„Herz öffnen“ als Vorsatz für das neue Jahr?! Einige werden sich jetzt sicher fragen: „Was ist das denn für ein esoterischer Quatsch?“ oder „Ist der Autor nach Sylvester noch nicht wieder nüchtern, so einen Blogartikel zu schreiben?“.
Und dann auch noch „Herz öffnen“ für Teams und Führungskräfte! Im Geschäftsleben geht es doch ums Kämpfen und Gewinnen, sich durchsetzen, First-Mover-Advantage und so weiter.
Doch schon das von Roger Fisher und William Ury 1981 erstmalig veröffentlichte Harvard-Konzept empfiehlt, hart in der Sache und weich zum Menschen zu sein. Sprich, nur weil mein*e Verhandlungspartner*in und ich unterschiedliche Interessen haben, muss ich sie bzw. ihn nicht als Menschen bekämpfen oder diffamieren, sondern kann höflich, freundlich und menschlich zu der Person sein. Neben der „Gewaltfreien Kommunikation“ von Marshall Rosenberg ist das Harvard-Konzept einer der Ansätze, die mit am häufigsten im Rahmen von Mediationsprozessen zur Konfliktklärung zum Einsatz kommen. Außerdem wird es viel in komplexen Verhandlungsprozessen eingesetzt.

Lokalisierungsdaten mit einem Punkt pro Instanz -
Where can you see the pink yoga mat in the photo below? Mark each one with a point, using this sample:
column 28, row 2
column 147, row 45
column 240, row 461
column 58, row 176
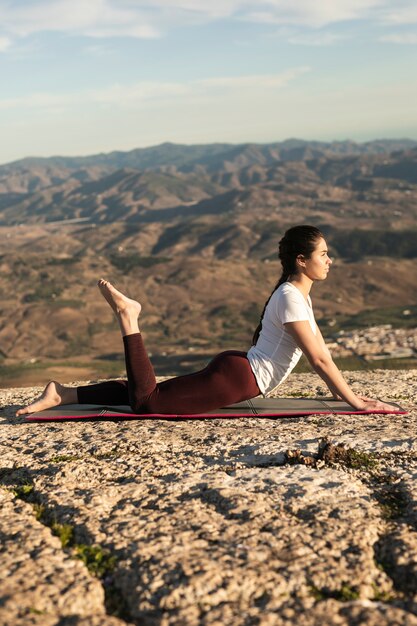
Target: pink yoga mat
column 258, row 407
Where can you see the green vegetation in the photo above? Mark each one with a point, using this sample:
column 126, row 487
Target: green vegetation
column 98, row 560
column 382, row 596
column 64, row 458
column 65, row 532
column 346, row 593
column 393, row 501
column 22, row 491
column 353, row 459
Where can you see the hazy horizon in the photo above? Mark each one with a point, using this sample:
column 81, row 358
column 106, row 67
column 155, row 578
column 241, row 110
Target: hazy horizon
column 85, row 79
column 262, row 143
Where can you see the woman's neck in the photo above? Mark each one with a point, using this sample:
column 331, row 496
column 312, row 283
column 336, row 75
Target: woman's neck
column 302, row 282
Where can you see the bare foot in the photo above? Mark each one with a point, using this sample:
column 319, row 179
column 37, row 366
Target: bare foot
column 54, row 394
column 121, row 304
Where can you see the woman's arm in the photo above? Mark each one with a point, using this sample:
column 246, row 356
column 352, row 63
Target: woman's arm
column 322, row 343
column 321, row 361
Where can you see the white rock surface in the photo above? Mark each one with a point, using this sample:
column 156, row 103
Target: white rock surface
column 208, row 521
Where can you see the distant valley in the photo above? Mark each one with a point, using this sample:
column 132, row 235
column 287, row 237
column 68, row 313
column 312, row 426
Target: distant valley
column 192, row 231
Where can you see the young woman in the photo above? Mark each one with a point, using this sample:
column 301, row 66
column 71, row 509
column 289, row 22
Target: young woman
column 286, row 330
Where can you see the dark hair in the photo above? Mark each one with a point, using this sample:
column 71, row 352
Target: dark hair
column 298, row 240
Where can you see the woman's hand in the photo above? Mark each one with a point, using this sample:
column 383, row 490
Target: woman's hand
column 376, row 405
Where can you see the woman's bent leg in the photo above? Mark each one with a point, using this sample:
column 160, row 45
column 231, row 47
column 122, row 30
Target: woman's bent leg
column 227, row 379
column 140, row 382
column 111, row 392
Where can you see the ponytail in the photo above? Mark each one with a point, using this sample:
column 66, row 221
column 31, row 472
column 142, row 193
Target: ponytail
column 282, row 280
column 299, row 240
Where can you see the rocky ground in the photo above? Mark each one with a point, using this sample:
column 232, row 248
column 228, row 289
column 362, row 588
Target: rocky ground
column 212, row 522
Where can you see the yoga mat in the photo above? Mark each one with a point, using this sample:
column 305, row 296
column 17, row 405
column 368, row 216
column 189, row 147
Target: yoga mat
column 262, row 407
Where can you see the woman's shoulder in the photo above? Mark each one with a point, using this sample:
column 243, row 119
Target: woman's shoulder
column 288, row 289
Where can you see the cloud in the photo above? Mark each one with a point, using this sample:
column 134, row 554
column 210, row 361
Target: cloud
column 128, row 96
column 316, row 39
column 313, row 14
column 95, row 18
column 402, row 13
column 152, row 18
column 400, row 38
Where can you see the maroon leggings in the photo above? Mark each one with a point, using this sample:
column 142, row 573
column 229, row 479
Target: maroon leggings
column 227, row 379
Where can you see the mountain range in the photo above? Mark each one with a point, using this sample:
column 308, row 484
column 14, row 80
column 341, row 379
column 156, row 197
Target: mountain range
column 193, row 230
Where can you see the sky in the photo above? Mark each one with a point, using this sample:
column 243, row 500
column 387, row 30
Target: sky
column 82, row 77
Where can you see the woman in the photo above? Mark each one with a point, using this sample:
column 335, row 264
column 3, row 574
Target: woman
column 287, row 328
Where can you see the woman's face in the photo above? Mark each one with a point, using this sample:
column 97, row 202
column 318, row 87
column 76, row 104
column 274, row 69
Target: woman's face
column 318, row 265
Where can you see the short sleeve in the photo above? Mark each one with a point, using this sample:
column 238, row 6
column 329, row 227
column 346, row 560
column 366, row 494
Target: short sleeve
column 291, row 308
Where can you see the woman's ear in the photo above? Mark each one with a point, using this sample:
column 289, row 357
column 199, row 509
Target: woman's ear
column 300, row 260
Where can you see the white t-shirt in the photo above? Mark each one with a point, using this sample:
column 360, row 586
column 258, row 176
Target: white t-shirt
column 276, row 352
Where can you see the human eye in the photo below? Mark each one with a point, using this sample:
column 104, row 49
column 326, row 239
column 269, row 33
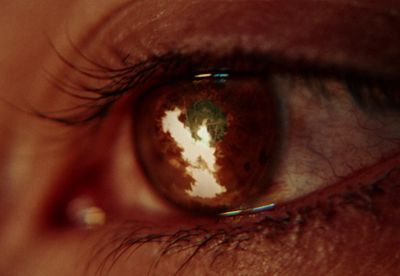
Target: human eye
column 325, row 186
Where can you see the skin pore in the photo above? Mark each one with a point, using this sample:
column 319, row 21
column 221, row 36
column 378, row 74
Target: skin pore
column 349, row 228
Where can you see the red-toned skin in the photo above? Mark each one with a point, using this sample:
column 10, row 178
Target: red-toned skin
column 352, row 228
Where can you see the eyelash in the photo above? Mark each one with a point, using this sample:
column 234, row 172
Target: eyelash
column 173, row 67
column 369, row 92
column 231, row 235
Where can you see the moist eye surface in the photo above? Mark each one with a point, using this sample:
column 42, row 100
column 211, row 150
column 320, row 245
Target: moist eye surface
column 209, row 144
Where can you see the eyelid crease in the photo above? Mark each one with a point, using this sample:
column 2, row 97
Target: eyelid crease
column 174, row 67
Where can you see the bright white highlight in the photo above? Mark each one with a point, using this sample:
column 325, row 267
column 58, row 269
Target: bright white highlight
column 199, row 154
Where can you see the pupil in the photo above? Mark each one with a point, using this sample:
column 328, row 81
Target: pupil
column 207, row 145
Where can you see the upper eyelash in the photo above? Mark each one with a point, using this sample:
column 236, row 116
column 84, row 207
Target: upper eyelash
column 172, row 67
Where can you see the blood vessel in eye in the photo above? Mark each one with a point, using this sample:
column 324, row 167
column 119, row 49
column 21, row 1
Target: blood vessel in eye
column 210, row 144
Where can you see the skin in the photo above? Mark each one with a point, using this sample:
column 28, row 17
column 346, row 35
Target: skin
column 350, row 228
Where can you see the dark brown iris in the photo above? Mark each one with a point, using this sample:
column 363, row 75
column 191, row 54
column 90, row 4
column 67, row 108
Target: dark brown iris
column 209, row 145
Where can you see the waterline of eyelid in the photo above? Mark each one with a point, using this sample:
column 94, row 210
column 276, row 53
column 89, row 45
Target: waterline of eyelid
column 247, row 211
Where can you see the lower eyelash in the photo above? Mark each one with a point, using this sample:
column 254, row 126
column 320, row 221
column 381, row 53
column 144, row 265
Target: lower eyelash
column 229, row 236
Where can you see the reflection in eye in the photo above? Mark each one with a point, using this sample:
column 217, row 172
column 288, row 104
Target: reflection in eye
column 209, row 144
column 290, row 128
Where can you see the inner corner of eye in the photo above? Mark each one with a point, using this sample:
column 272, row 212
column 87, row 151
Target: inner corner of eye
column 208, row 147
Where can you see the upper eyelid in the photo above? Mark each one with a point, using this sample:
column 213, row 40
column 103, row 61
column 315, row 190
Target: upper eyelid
column 174, row 67
column 339, row 40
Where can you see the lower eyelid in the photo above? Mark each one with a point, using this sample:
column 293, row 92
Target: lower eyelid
column 289, row 229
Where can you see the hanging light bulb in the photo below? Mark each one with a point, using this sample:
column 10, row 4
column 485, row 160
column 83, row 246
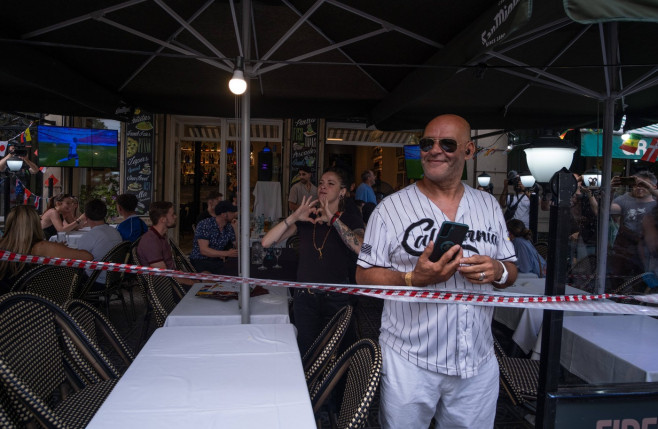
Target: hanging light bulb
column 14, row 163
column 237, row 84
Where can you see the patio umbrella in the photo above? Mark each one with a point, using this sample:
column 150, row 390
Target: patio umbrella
column 543, row 65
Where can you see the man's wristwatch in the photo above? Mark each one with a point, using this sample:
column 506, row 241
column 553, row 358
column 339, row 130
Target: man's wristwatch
column 503, row 277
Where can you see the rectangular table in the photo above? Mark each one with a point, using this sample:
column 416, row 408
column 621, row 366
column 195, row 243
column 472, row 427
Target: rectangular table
column 525, row 322
column 238, row 376
column 611, row 349
column 194, row 310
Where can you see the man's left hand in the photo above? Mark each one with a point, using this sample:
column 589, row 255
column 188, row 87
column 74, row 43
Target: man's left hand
column 480, row 269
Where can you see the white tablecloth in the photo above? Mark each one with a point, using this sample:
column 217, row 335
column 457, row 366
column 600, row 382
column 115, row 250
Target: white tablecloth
column 239, row 376
column 526, row 323
column 611, row 349
column 194, row 310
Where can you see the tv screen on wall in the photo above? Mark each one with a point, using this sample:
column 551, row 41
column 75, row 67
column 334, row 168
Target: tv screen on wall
column 77, row 147
column 412, row 162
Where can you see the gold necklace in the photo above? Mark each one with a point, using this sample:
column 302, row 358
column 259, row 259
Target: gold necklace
column 323, row 241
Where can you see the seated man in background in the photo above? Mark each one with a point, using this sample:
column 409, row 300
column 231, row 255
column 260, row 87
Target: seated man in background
column 214, row 238
column 212, row 199
column 153, row 249
column 100, row 240
column 528, row 260
column 132, row 227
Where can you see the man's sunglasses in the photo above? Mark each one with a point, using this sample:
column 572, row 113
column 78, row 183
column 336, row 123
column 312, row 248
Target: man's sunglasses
column 447, row 145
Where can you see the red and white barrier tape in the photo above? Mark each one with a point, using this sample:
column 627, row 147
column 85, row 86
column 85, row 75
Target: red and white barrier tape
column 586, row 303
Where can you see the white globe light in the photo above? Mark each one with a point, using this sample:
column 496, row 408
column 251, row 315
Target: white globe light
column 592, row 178
column 543, row 162
column 528, row 180
column 237, row 84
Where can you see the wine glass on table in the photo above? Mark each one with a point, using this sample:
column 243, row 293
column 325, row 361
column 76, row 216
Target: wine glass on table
column 277, row 253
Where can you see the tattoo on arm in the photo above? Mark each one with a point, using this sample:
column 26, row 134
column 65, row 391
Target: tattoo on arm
column 352, row 239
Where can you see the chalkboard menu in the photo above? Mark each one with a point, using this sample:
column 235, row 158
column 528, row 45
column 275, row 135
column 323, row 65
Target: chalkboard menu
column 139, row 159
column 304, row 146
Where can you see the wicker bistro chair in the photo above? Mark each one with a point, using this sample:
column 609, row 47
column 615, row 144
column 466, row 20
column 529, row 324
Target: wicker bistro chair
column 181, row 261
column 57, row 283
column 142, row 282
column 519, row 378
column 119, row 254
column 43, row 382
column 163, row 293
column 361, row 367
column 100, row 330
column 325, row 347
column 542, row 249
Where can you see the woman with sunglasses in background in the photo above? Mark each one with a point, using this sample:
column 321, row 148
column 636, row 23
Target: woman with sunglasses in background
column 23, row 235
column 329, row 241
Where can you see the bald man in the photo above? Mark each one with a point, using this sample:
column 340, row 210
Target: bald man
column 438, row 358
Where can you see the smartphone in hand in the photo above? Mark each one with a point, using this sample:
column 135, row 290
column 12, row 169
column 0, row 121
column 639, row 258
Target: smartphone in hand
column 451, row 233
column 627, row 181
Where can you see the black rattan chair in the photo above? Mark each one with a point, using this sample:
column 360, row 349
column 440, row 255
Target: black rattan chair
column 181, row 261
column 325, row 347
column 57, row 283
column 542, row 249
column 361, row 367
column 583, row 274
column 119, row 254
column 43, row 382
column 163, row 293
column 519, row 378
column 99, row 329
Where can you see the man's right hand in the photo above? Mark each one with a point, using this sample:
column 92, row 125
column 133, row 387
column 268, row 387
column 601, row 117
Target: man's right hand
column 427, row 272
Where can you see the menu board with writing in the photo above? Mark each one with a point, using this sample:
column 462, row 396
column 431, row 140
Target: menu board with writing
column 304, row 146
column 139, row 159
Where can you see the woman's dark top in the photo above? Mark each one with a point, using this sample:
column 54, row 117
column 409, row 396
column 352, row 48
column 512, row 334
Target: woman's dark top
column 337, row 258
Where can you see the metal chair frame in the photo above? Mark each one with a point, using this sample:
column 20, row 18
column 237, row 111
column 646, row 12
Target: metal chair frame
column 360, row 366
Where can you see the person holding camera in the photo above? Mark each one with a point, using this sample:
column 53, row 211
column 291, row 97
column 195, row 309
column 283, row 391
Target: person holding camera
column 625, row 259
column 515, row 206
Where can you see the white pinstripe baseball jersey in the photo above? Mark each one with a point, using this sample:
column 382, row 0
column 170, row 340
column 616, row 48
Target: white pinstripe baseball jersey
column 451, row 339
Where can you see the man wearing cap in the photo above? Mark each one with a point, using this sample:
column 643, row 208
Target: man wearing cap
column 301, row 189
column 515, row 206
column 214, row 238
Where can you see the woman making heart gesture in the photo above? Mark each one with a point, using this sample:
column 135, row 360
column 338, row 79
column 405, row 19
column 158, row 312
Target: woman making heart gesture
column 329, row 241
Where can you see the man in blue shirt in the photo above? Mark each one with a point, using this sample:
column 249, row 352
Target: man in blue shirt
column 213, row 236
column 132, row 227
column 365, row 192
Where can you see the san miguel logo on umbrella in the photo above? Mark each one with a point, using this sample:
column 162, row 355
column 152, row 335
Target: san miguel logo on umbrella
column 630, row 144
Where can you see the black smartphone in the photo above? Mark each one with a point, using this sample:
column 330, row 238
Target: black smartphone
column 627, row 181
column 451, row 233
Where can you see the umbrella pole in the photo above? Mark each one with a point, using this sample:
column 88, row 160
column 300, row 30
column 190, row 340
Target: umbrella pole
column 611, row 43
column 245, row 170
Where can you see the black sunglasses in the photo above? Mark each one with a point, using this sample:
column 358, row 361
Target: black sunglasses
column 447, row 145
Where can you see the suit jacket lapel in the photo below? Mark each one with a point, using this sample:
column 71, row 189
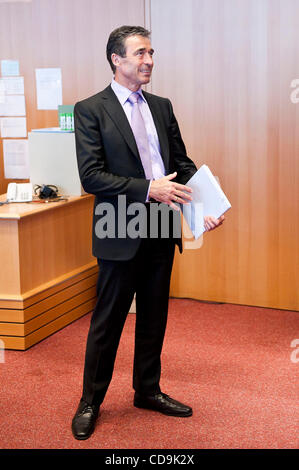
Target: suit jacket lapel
column 117, row 114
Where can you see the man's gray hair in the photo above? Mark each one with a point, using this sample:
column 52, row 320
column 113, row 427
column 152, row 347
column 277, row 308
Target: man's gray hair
column 116, row 41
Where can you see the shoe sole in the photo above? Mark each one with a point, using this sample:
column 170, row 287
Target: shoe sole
column 167, row 413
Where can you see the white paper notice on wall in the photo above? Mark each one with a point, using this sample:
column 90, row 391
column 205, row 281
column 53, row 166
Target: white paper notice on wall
column 13, row 127
column 10, row 68
column 48, row 88
column 12, row 85
column 13, row 105
column 16, row 160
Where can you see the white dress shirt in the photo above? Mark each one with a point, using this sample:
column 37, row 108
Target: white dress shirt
column 123, row 94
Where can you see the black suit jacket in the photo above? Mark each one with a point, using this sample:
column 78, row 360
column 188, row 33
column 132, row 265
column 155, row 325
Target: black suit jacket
column 109, row 163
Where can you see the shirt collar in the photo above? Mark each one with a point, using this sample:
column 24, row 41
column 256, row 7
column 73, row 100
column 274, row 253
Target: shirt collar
column 123, row 93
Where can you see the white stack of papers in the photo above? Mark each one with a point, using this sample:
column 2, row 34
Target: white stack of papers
column 207, row 199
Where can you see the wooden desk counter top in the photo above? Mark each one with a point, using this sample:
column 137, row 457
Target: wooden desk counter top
column 16, row 210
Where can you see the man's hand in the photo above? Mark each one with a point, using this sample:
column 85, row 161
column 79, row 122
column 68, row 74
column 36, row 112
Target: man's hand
column 165, row 190
column 210, row 222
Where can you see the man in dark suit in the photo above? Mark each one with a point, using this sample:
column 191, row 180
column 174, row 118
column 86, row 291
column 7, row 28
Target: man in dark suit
column 128, row 144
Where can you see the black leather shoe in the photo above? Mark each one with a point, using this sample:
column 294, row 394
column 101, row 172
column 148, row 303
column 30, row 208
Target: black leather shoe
column 162, row 403
column 83, row 423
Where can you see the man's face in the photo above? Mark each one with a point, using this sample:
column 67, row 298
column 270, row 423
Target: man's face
column 135, row 69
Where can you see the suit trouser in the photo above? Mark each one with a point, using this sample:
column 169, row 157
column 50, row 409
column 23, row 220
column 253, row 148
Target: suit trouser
column 147, row 275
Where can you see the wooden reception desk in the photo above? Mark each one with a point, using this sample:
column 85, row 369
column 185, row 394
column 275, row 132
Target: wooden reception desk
column 47, row 274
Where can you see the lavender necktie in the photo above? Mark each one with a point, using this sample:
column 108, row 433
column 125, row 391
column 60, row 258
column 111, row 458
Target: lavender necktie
column 140, row 134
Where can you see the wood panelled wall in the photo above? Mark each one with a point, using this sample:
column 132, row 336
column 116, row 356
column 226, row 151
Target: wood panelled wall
column 71, row 34
column 227, row 66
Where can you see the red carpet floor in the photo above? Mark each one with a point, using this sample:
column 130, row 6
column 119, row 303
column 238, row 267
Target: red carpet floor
column 231, row 363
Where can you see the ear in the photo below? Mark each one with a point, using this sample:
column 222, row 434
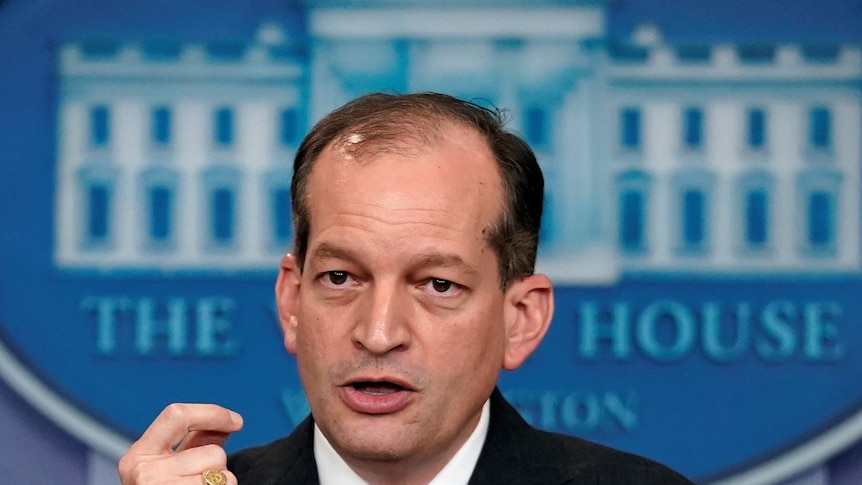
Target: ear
column 287, row 299
column 528, row 312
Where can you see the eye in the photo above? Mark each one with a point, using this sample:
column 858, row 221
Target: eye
column 335, row 278
column 441, row 286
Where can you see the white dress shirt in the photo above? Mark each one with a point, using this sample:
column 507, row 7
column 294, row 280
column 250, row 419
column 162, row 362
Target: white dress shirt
column 333, row 470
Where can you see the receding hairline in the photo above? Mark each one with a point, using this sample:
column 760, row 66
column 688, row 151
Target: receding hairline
column 367, row 151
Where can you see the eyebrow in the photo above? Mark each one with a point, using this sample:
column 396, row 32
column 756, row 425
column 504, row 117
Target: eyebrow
column 326, row 250
column 330, row 251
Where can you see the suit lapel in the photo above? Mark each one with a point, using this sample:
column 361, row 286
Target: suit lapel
column 511, row 454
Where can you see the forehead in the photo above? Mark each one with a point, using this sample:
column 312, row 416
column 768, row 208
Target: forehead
column 448, row 183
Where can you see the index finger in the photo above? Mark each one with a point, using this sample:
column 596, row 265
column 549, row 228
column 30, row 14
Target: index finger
column 175, row 422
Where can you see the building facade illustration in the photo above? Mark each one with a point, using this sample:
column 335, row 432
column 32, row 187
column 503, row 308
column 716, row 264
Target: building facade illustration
column 659, row 158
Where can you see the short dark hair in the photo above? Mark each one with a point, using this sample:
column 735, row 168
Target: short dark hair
column 380, row 122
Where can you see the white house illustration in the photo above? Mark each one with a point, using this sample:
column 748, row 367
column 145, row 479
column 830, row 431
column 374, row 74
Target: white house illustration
column 659, row 158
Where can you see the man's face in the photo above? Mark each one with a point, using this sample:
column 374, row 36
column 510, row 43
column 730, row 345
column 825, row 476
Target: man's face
column 397, row 318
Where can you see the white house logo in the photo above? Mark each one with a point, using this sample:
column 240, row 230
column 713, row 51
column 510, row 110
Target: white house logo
column 703, row 223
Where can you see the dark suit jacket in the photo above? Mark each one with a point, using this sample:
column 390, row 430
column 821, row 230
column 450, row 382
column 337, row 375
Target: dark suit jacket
column 514, row 453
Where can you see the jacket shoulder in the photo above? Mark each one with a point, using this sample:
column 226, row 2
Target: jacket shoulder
column 286, row 460
column 517, row 453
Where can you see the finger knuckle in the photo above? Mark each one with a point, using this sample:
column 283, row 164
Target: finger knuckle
column 175, row 412
column 216, row 453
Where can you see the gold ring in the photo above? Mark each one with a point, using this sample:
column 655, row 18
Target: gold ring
column 215, row 477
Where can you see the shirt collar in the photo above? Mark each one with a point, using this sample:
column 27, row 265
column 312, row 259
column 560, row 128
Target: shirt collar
column 333, row 470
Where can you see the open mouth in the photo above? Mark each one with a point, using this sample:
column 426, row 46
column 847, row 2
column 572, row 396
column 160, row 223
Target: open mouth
column 377, row 397
column 377, row 388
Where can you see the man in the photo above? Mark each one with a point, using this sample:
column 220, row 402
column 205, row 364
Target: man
column 410, row 287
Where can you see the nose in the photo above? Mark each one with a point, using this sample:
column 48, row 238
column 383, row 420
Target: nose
column 384, row 325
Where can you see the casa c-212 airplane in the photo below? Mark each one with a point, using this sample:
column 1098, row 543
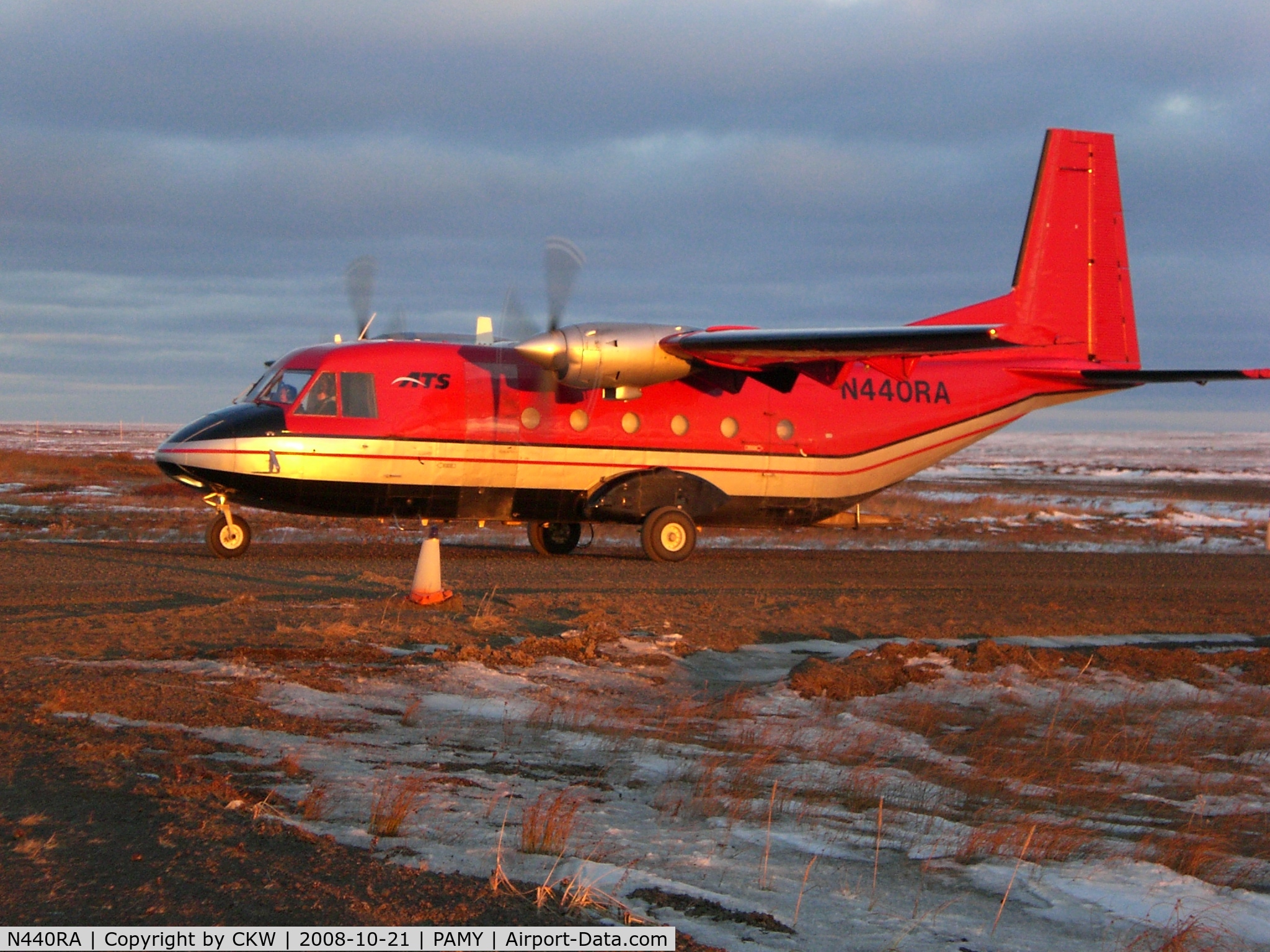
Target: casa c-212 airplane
column 675, row 428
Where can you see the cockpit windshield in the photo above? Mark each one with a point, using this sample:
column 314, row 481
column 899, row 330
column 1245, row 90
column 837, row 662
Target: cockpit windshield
column 285, row 387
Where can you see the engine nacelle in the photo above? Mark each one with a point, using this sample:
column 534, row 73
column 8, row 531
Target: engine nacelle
column 613, row 357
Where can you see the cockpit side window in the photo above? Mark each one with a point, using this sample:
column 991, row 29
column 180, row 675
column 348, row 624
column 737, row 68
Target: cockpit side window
column 254, row 391
column 286, row 386
column 357, row 395
column 321, row 399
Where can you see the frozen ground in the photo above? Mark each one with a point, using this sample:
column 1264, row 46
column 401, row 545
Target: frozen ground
column 779, row 809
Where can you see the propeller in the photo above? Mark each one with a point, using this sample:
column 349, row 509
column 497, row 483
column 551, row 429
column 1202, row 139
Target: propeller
column 360, row 284
column 562, row 262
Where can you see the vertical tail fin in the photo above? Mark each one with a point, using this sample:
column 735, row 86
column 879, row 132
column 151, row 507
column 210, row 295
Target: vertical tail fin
column 1071, row 289
column 1072, row 277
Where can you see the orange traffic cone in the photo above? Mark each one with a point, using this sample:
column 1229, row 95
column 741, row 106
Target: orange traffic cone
column 426, row 589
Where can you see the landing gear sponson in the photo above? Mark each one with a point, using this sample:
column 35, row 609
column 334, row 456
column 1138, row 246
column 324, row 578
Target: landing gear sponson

Ihre Aufgabe - Überarbeiten Sie den Abschnitt des Blogartikels zwischen „Und dann auch“ und „und so weiter.“ einschließlich, indem Sie ihn wiedergeben und darin „Geschäftsleben“ durch „Berufsalltag“ ersetzen.

Lösung der Aufgabe -
Und dann auch noch „Herz öffnen“ für Teams und Führungskräfte! Im Berufsalltag geht es doch ums Kämpfen und Gewinnen, sich durchsetzen, First-Mover-Advantage und so weiter.